Locate every row below that contains the word "point" and copy each of those rows in full.

· · · ·

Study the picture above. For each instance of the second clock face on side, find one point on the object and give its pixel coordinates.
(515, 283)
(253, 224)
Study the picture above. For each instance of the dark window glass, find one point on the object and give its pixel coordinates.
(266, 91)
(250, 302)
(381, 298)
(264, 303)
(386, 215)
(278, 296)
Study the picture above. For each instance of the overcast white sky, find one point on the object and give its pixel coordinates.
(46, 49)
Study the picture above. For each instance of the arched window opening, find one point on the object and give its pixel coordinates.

· · · ·

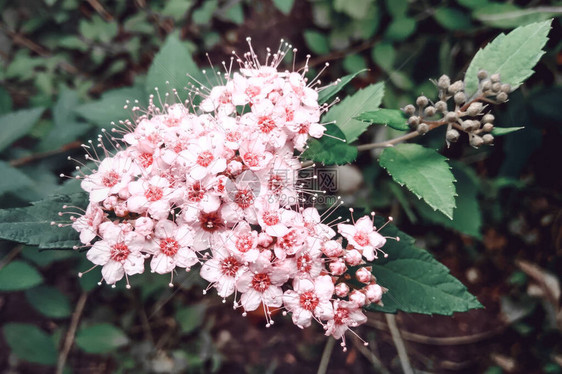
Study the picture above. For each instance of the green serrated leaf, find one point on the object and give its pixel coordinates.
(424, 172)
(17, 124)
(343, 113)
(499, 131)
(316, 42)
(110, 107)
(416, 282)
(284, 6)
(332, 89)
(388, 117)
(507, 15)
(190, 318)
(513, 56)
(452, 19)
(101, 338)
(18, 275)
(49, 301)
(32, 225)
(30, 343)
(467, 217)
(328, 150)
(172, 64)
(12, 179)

· · · ·

» Answer to the task:
Study the picture above. For each instance of the second clock face on side, find one point on the object and give its pixel coordinates.
Study the picture above. For each instance of the dark window glass, find one point on the object and give its pixel coordinates.
Study the picture above. For each instance of the overcast white sky, find one point on the object and give its pixel coordinates.
Study the picture above. For each instance of the arched window opening, find one point on the object and give its pixel coordinates.
Study the picture above. For each instance of the green serrated leaf, find one point on the object and give its pixel coordinates.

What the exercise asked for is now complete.